Restate word for word every entry that appears below, skipping its pictures.

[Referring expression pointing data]
Start of Block

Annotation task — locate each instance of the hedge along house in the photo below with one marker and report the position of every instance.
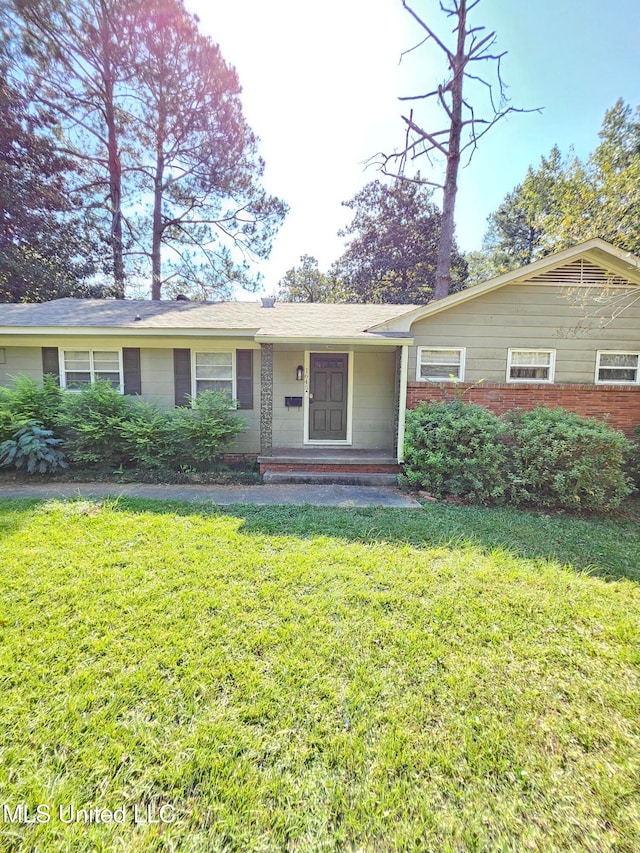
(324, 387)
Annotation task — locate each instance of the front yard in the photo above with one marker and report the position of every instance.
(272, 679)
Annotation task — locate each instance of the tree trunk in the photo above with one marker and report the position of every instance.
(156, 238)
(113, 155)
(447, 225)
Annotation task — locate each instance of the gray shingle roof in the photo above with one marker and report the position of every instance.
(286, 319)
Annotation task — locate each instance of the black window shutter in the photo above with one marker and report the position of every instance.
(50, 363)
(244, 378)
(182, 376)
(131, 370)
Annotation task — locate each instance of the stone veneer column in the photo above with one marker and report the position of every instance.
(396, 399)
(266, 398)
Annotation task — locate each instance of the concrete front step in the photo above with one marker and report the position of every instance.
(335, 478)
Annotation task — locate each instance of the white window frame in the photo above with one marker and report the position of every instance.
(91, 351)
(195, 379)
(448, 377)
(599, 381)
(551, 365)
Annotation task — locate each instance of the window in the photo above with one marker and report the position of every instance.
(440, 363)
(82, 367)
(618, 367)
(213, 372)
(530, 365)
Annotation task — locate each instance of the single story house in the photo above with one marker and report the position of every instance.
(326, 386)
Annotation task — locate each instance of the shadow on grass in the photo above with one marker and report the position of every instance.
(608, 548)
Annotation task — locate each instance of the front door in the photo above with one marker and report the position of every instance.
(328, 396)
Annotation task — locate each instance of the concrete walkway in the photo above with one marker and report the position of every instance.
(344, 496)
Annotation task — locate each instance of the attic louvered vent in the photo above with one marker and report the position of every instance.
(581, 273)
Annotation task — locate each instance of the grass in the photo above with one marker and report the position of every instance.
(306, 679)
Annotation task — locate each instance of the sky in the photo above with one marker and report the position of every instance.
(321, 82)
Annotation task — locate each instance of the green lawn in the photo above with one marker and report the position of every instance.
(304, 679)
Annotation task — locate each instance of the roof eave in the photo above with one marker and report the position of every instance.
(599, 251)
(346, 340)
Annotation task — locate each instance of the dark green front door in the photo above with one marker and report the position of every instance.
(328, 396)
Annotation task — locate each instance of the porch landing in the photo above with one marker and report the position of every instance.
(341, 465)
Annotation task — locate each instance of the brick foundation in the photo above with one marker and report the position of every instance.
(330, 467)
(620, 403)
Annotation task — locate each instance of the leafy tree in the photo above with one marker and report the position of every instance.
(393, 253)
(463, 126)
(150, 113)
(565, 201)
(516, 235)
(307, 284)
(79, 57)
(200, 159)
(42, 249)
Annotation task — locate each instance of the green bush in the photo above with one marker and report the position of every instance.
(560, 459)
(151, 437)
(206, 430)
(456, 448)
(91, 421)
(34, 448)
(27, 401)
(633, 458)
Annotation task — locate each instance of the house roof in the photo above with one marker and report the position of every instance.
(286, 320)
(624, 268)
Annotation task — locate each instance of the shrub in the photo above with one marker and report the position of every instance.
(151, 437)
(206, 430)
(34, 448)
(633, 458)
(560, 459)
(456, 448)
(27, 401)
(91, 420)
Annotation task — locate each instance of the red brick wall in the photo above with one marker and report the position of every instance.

End of Block

- **EXERCISE RESPONSE**
Annotation task — locate each instance of the hedge along house in the photo below with one marker and report the position of every instance.
(324, 387)
Annotation task — locate each instance of the front yard in the photo above with one marker and report the position of every instance.
(272, 679)
Annotation task — locate each instance of the tree trunk in the photo above with one marker and report the position of every instance.
(156, 238)
(113, 155)
(447, 225)
Annotation task — locate each instance of the gray shingle roof in the photo above with one marker and report the position of every instance.
(286, 319)
Annotation task — locate each instance of the black window shutter in the photo above with one marker and report the position of every instance.
(50, 363)
(244, 378)
(182, 376)
(131, 370)
Annotation task — locate each instance of the stone veneer column in the photo above with one marker and report the position of every instance.
(396, 399)
(266, 398)
Annotation task — locate each instance of the concrete front step in the photo above with one marker and report the position of every instance.
(335, 478)
Annotation task — locate each instance of the white window frame in the photo above with one marker and report the position of every instance.
(91, 351)
(195, 379)
(448, 377)
(599, 381)
(551, 365)
Annotation task — locate each instance of the window in the photo above with one marker and report the position of every instance.
(440, 363)
(82, 367)
(618, 367)
(213, 372)
(530, 365)
Annotation task — locate each instance of the single story house in the photo above with one marker and report the position of every instance.
(326, 386)
Annotation task — locate each instance of the shadow on grass in the photo above with one marker and report the position of every instance.
(608, 548)
Annotation task — locate each instance of the front door in the photo above with one marker and report the position of every instance.
(328, 396)
Annotation task — locate each instance of the concrete walkway in the photo above with one marker and report the position of every instance.
(344, 496)
Annotation task — locate each instance of the attic louvered vent in the photo above with one marker and report the position of every instance.
(581, 273)
Annotation task — locate each instance of the grass in the photo above with one marker and report the position of every instance.
(306, 679)
Annotation task — locate each instance of the sky in the photo above with one marker and report the position of every instance.
(321, 82)
Annotation task — locate each instance of the green lawn in the photo above with one marker and report the position of every instance.
(304, 679)
Annotation task — locate each instance of the roof eave in the photo above with one marker and report the position of every instance.
(599, 251)
(346, 340)
Annotation task — locate each instance of the dark green front door in the photo above with one marker and report the position of every instance.
(328, 396)
Annotation task — locate each instance of the porch landing in the photo above with one marker and report the position of every instance.
(341, 465)
Annotation task — locate each instance of the brick foundation in the photo above with one marker and report the position of every instance.
(330, 467)
(620, 403)
Annotation task — locate each instance of the leafy tree in the photo above with one marker and report the position of every instance.
(393, 253)
(463, 126)
(150, 113)
(565, 201)
(516, 235)
(307, 284)
(79, 57)
(200, 159)
(42, 249)
Annotation task — locate each instance of the green bush in the photo above with one marker and report the position of every instance.
(560, 459)
(151, 437)
(206, 430)
(456, 448)
(91, 421)
(34, 448)
(27, 401)
(633, 458)
Annotation task — locate each instance of the house roof in the photo above with one marker and report the position of every instance.
(286, 320)
(624, 268)
Annotation task — locate each instance of the shrub in the photo above with one marker and report the position of every instance.
(151, 437)
(206, 430)
(34, 448)
(633, 458)
(560, 459)
(456, 448)
(27, 401)
(91, 420)
Annotation task — locate each instance of the red brick wall in the photo above with one marker and report the position of every instance.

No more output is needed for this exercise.